(WHAT TO DO)
(a) Output the passage of the column about British politics between "The timing could" and "on the issue.", inclusive, copied word for word.
(b) Go on with the column about British politics, starting right after its last sentence.

(TEXT)
○ ○ ○
I might add that the paper review has long had an influential foe, who has lately become a lot more influential. When he was still Prince Charles and touring the BBC studios in London a few years ago, he asked what the point was of newspaper reviews. I was reliably informed the executives he asked struggled to find an answer and he may well have put the idea into their heads to drop the slot.
It’s a sorry indictment of our politics that Andrew Bridgen – who a high court judge concluded had lied under oath, behaved in an abusive, arrogant and aggressive way, and was so dishonest that his claims in a multimillion-pound family dispute could not be taken at face value – still manages to even sit on the Tory benches as the MP for North West Leicestershire.
Worse, Bridgen is now well into a demented campaign against “the mainstream media” for “suppressing the evidence of the harms caused by the mRNA vaccines”.
The timing could not be any worse, as medical professionals have expressed concern over the recent surge in cases in China, which led to the US swiftly introducing mandatory Covid tests for travellers from China as the UK, as ever, initially dithered on the issue.
In Bridgen’s fevered imagination “big pharma” is to blame for the conspiracy of silence. I assume he didn’t say “big farmer,” as that, of course, is what he is – an overweight farmer of potatoes.
While Rishi Sunak claimed the moral high ground by updating the ministerial code to require greater transparency over private interests, the PM has yet to publish a list of interests held by his cabinet.
His hesitancy is understandable. It would mean disclosing his wife’s £700m stake in Infosys – the Indian-based conglomerate founded by her father.
Though netting the couple millions each year by way of dividend payments, Akshata Murthy’s interest has yet to be formally acknowledged by Sunak either in the list of ministers’ interests or in the Register of Members’ Financial Interests. The current list of ministers’ interests is made up to May 2022, and is two governments and dozens of ministers behind time – given the flurry of appointments made by Boris Johnson when his government imploded, as well as the brief tenure of Liz Truss and her team.
○ ○ ○
[Stored data entries]
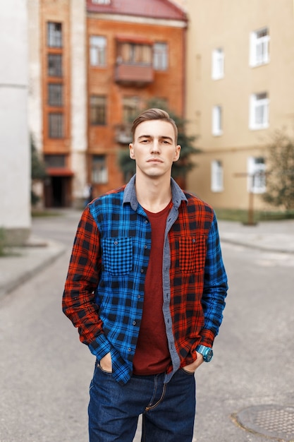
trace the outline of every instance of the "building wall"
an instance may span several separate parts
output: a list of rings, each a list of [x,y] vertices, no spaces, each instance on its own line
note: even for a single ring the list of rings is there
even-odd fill
[[[95,194],[124,184],[118,167],[118,154],[127,148],[116,142],[114,128],[123,122],[123,98],[137,96],[142,110],[154,97],[165,98],[169,107],[182,116],[184,112],[185,91],[185,24],[176,20],[88,13],[87,41],[91,35],[102,35],[107,40],[107,61],[103,68],[93,67],[88,57],[88,97],[104,95],[107,97],[107,123],[105,126],[91,126],[88,121],[89,181],[91,181],[91,155],[106,155],[109,181],[95,186]],[[127,85],[118,84],[114,79],[116,60],[116,37],[133,35],[148,40],[165,42],[169,47],[169,67],[166,71],[154,71],[154,80],[149,85],[135,83]],[[88,48],[89,54],[89,48]]]
[[[185,0],[189,17],[186,117],[189,131],[199,136],[202,153],[189,175],[188,187],[215,207],[247,208],[248,157],[267,156],[276,129],[293,133],[294,27],[293,0]],[[250,35],[269,30],[269,62],[250,67]],[[224,52],[224,76],[212,78],[212,54]],[[269,121],[266,129],[249,129],[250,94],[266,91]],[[223,131],[212,133],[212,109],[223,109]],[[223,190],[211,191],[211,162],[221,161]],[[259,195],[257,208],[264,206]]]
[[[124,184],[124,178],[118,165],[118,155],[121,149],[128,147],[117,143],[116,127],[123,122],[122,100],[124,96],[137,95],[142,103],[154,97],[167,99],[171,109],[179,115],[184,111],[185,88],[185,37],[186,21],[185,14],[171,6],[167,0],[161,0],[161,8],[155,8],[159,2],[153,0],[145,3],[147,17],[140,16],[144,11],[133,11],[131,1],[128,7],[133,14],[126,15],[125,4],[111,2],[107,13],[99,13],[97,5],[87,13],[85,0],[29,0],[31,16],[39,14],[39,48],[32,44],[31,78],[35,85],[35,95],[32,95],[32,113],[37,112],[41,103],[42,117],[39,125],[32,123],[32,130],[45,159],[54,155],[65,155],[66,163],[63,168],[48,167],[49,178],[44,186],[45,205],[80,205],[85,198],[86,184],[92,181],[92,157],[105,155],[108,180],[103,184],[94,184],[93,196],[96,196]],[[36,6],[33,8],[33,4]],[[89,7],[90,7],[89,6]],[[106,8],[106,6],[103,6]],[[114,8],[116,13],[111,10]],[[39,8],[39,12],[37,9]],[[91,8],[90,8],[91,9]],[[33,11],[32,11],[33,10]],[[153,12],[152,12],[153,11]],[[152,13],[154,17],[152,17]],[[170,13],[171,18],[166,17]],[[176,19],[176,18],[178,18]],[[49,47],[47,23],[61,23],[63,44],[61,48]],[[116,60],[116,36],[120,35],[141,35],[152,41],[165,41],[169,44],[169,68],[166,71],[154,71],[154,81],[149,85],[131,83],[122,85],[114,78]],[[99,68],[90,66],[90,37],[103,35],[106,37],[107,64]],[[51,78],[48,74],[48,55],[60,54],[63,56],[62,78]],[[38,89],[37,69],[39,73]],[[47,87],[50,82],[62,81],[64,89],[62,108],[54,108],[48,103]],[[91,95],[107,96],[107,119],[104,126],[90,124],[90,99]],[[48,114],[63,112],[64,136],[51,138],[49,136]],[[38,121],[38,120],[37,120]],[[59,191],[59,198],[54,196]],[[65,194],[65,196],[63,195]]]
[[[0,30],[0,227],[21,244],[31,223],[25,2],[1,2]]]

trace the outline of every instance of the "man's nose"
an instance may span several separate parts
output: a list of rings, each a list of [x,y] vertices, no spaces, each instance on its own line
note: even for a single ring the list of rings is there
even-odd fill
○ ○ ○
(ANSWERS TO THE PROBLEMS)
(a)
The timing could not be any worse, as medical professionals have expressed concern over the recent surge in cases in China, which led to the US swiftly introducing mandatory Covid tests for travellers from China as the UK, as ever, initially dithered on the issue.

(b)
On Murthy and her business interests, Sunak reports her ownership of Catamaran Ventures, a “venture capital company”. No mention of the couple’s property interests, either, which include their homes in the UK as well as a property in Santa Monica, Los Angeles. Publication is awaited, as is the delayed list of honours bestowed by Johnson following his departure from No 10.
Tim Shipman, Sunday Times chief political commentator, was in his day a major cheerleader for Brexit. Now, he would appear to have recanted, but not without bringing down upon himself the wrath of the Tory hard right. Looking back over the past year, he managed to commit the ultimate blasphemy for the Brextremists in a single sentence.
“Just as Brexit was the consequence of the actions of just a few people – David Cameron, Boris Johnson, Michael Gove, Dominic Cummings, Nigel Farage and Jeremy Corbyn, so 2022 is a story where men and women searching for greatness, and falling painfully short, shaped the biographies of the rest of us,” he wrote.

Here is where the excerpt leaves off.